**** SELECTED EXTRACT
Special Report

The Best Movies of the '60s, According to Data

The 1960s marked a turning point in cinema, as the motion picture industry began to move away from Hollywood studios and a “New Hollywood” took hold – one that was defined by independent producers and saw the emergence of a host of young directors, making movies for a new generation of disaffected youth. (They weren’t all hits, however. These are the worst movies of the 1960s.)

The youth influence embraced risky subject matter, cynicism toward traditional values, and a reverence for anti-heroes like Paul Newman’s Cool Hand Luke. The so-called “direct cinema” style of documentaries, pioneered by directors including D.A. Pennebaker, began to influence filmmakers of the era with its photojournalistic realism and commitment to objectivity.

Foreign films also began making a splash in the U.S., with European arthouse, spaghetti Westerns, and Japanese films becoming ever more popular in the states. While Old Hollywood was still churning out hits, their releases were declining. In 1963, only 121 features were released in the U.S. – the lowest number in 50 years – and 1964 saw more foreign films (361) than domestic films (141) released.
********
**** AVAILABLE DATA
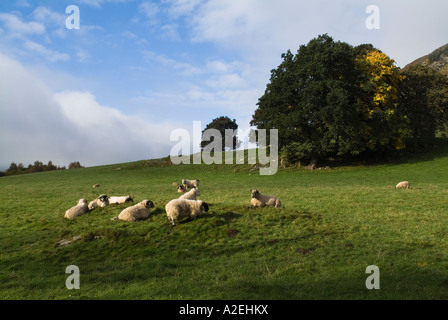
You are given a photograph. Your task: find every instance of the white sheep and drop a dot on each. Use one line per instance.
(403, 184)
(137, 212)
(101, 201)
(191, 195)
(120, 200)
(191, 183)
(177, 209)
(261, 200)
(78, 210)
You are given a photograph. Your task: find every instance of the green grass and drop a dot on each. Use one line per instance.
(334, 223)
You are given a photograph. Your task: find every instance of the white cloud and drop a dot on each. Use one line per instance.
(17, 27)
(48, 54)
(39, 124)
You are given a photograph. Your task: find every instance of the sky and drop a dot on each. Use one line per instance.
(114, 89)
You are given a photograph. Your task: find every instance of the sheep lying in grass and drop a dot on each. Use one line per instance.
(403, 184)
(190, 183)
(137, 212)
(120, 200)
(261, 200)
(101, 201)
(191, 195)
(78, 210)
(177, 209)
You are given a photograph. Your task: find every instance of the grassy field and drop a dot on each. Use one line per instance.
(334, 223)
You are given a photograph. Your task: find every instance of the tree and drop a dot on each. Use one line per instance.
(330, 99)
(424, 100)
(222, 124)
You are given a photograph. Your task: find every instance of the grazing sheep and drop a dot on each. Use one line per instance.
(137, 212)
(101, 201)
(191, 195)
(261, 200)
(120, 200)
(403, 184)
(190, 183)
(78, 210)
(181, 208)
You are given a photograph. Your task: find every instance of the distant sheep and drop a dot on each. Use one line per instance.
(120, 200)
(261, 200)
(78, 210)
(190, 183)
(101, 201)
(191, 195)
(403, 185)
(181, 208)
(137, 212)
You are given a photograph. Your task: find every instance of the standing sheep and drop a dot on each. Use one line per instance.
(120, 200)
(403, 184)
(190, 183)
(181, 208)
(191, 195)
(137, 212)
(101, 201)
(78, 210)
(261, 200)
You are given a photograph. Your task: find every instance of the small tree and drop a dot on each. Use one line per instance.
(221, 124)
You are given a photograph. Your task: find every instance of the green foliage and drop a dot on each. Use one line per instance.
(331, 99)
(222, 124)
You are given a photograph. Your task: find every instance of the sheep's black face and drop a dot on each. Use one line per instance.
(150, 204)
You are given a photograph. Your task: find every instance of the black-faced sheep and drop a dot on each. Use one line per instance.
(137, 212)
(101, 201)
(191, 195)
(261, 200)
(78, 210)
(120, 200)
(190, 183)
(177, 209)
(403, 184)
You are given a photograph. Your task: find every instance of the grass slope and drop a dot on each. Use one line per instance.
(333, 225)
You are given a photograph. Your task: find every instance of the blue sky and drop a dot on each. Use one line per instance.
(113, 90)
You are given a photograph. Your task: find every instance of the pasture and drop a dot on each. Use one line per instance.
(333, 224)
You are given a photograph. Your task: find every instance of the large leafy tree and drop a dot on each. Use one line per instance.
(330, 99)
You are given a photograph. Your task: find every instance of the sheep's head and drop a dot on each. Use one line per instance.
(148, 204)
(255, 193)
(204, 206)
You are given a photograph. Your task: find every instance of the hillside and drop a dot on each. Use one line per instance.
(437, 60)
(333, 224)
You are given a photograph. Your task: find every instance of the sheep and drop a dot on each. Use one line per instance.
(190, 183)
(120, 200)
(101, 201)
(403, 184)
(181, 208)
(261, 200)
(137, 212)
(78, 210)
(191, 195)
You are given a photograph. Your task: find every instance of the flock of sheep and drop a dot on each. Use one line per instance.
********
**** AVAILABLE DATA
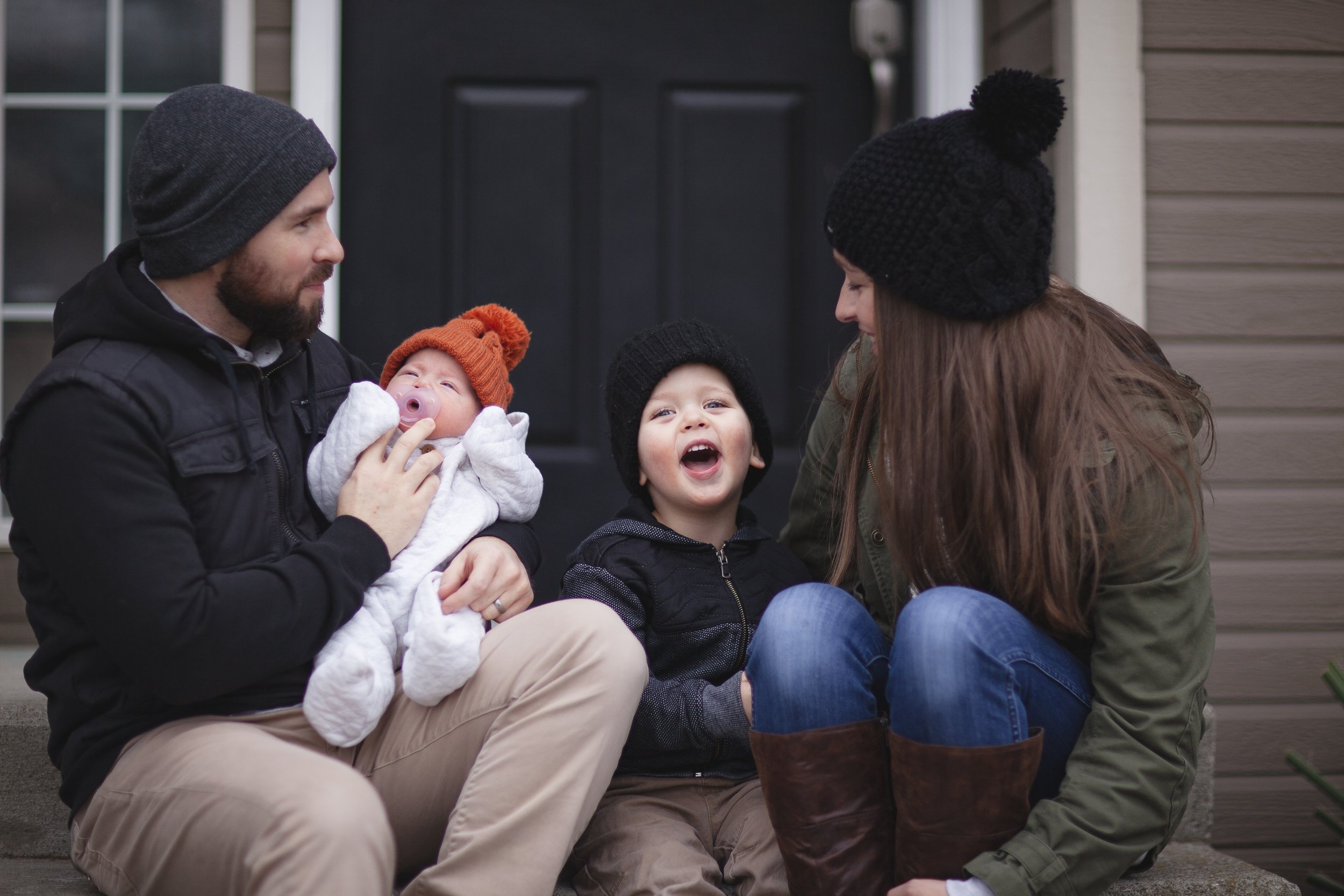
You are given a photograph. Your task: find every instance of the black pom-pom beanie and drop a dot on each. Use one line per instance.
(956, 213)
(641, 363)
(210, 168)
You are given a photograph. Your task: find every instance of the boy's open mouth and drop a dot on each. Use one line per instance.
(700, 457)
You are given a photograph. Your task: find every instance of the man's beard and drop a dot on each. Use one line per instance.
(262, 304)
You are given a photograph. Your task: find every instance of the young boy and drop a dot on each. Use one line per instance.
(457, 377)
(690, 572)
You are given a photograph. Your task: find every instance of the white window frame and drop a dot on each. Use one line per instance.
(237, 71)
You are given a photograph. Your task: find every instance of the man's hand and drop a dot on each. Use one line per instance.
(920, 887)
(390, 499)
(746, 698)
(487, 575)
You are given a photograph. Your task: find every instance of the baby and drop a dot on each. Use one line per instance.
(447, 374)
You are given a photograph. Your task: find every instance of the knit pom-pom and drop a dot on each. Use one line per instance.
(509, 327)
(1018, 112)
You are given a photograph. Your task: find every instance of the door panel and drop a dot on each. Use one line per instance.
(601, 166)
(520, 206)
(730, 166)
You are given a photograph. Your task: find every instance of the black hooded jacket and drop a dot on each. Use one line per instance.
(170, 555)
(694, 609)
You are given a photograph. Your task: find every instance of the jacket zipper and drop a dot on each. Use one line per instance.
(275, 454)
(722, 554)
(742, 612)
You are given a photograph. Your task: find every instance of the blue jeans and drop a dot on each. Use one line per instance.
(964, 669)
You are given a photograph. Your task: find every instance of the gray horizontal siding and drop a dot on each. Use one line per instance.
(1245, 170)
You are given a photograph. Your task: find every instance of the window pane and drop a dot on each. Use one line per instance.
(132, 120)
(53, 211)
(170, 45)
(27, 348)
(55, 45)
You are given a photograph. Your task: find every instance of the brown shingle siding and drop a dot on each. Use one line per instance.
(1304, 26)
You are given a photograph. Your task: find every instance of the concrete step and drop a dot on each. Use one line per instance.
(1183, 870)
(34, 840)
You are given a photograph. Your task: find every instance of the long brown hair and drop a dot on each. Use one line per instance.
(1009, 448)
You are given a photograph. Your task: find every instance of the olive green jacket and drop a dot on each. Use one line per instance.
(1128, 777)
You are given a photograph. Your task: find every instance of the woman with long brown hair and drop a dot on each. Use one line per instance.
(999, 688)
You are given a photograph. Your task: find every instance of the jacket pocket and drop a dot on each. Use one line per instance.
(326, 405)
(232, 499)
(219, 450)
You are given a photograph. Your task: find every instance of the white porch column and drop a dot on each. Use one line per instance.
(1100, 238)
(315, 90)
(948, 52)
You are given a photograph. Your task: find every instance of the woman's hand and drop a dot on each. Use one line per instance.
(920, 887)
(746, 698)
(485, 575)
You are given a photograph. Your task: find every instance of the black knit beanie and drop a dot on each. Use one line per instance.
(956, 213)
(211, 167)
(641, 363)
********
**** AVAILABLE DATA
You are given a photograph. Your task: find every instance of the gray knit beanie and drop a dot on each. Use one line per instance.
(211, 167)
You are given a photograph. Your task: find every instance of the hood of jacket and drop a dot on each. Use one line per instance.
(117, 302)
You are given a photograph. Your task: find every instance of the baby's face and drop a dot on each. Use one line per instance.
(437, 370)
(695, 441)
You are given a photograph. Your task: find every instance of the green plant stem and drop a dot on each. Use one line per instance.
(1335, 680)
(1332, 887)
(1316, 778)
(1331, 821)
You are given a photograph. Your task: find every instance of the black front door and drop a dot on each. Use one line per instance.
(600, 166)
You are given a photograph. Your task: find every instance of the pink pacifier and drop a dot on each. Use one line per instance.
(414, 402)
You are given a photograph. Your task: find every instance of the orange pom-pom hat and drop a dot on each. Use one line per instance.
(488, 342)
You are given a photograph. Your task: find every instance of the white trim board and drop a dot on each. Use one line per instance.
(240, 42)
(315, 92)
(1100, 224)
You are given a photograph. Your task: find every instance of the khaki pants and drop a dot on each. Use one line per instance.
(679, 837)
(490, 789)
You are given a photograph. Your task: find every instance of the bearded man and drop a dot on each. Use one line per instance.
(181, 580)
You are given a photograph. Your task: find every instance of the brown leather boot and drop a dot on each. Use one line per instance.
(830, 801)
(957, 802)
********
■ INSTRUCTIONS
a – Answer these questions from the report on 1960s movies, one line each:
(i) What does the report say "New Hollywood" was defined by?
(ii) Which director is named as a pioneer of the "direct cinema" style of documentaries?
(iii) How many features were released in the U.S. in 1963?
b – Filter the records and copy every line that contains the word "window".
The report and the records are separate material with no connection to each other.

■ SOLVED PROBLEMS
a –
(i) Independent producers
(ii) D.A. Pennebaker
(iii) 121

b –
You are given a photograph. Your task: find every instance of the white window frame and drop a dot on each. Use one line per instance.
You are given a photograph. Your task: find every instance of the window pane and drop a dot on each. Use one line per instance.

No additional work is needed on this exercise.